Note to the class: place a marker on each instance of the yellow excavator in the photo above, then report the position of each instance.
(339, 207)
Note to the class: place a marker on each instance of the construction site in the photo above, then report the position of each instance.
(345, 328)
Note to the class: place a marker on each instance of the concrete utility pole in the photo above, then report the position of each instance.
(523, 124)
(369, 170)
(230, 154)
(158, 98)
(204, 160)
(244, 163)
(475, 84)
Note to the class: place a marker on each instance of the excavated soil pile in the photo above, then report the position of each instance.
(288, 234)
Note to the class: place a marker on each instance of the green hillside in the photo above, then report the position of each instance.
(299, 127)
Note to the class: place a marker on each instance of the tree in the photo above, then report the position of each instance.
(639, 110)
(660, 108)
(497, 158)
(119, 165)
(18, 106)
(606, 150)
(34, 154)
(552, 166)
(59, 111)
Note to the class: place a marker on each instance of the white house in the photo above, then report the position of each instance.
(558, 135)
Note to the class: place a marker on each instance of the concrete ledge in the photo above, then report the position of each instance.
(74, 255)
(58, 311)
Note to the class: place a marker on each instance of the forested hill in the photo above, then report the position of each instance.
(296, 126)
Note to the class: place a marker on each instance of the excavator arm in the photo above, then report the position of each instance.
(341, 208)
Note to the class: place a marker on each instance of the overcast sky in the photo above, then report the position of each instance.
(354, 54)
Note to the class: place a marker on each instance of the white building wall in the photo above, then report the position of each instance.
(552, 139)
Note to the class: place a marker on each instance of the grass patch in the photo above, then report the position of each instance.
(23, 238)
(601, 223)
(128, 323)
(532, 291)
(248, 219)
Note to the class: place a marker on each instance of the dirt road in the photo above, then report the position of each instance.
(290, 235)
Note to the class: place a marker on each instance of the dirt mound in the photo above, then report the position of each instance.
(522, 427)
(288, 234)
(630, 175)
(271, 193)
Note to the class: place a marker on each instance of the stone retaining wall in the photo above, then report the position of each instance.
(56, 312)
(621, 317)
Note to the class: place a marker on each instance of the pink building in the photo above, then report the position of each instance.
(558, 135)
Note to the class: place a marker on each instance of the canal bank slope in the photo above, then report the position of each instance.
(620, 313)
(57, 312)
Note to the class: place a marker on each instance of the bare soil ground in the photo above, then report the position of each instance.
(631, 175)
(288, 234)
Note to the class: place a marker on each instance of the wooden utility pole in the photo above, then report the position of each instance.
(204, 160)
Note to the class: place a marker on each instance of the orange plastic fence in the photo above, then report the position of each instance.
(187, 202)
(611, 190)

--- --- ---

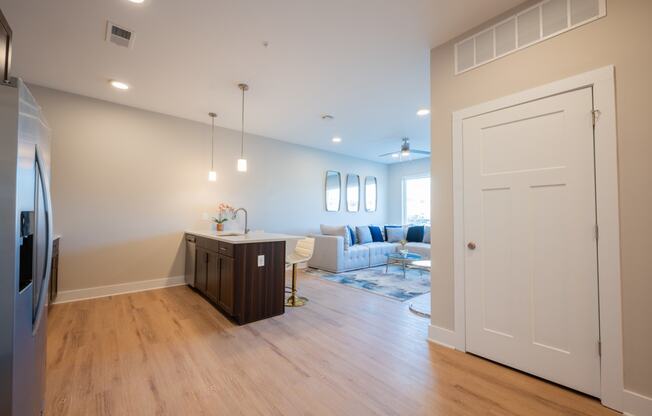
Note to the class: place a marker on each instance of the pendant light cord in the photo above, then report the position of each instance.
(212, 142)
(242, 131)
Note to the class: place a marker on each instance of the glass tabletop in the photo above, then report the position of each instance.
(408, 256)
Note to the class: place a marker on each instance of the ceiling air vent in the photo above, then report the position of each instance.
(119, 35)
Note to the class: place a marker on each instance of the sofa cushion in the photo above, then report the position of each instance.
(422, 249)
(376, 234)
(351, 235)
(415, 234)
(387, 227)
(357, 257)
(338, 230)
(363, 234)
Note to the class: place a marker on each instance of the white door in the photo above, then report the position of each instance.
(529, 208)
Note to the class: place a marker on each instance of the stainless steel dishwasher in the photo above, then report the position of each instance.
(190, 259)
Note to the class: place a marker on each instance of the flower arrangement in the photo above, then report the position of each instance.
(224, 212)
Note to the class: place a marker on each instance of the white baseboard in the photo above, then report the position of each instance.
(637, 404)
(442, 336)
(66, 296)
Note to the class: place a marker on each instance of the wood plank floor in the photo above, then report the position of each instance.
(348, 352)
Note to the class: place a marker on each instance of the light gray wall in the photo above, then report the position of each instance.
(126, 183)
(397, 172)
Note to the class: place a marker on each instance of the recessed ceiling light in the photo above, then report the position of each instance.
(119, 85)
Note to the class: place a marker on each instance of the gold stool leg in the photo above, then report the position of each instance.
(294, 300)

--- --- ---

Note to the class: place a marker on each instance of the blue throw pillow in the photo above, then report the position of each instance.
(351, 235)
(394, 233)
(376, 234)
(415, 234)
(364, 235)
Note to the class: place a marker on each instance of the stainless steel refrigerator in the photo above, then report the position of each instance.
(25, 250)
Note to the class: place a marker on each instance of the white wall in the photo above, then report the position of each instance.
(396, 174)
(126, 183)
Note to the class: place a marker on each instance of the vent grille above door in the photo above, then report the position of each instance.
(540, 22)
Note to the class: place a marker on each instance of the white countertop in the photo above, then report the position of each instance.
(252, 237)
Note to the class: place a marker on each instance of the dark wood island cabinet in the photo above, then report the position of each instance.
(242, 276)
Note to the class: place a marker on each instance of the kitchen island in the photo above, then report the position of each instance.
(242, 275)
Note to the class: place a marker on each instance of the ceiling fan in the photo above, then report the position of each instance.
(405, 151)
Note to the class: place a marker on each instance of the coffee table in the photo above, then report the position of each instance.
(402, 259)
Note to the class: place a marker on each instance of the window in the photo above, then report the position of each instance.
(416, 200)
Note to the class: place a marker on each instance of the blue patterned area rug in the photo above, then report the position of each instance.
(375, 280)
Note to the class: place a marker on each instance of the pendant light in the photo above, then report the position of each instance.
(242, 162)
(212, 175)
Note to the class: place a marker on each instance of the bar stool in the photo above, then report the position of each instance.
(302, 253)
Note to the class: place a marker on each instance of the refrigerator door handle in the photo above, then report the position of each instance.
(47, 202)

--- --- ---

■ **Given instruction**:
Gather every line in the records above that contains the string "stool" and list those lines verbatim.

■ **Solution to the exercise**:
Note to the class: place a marker on each instance of the gold stool leg in the photo above, then report the position of each instance.
Note to the class: place a marker on each instance of the bar stool in the photo above, then report the position of each instance.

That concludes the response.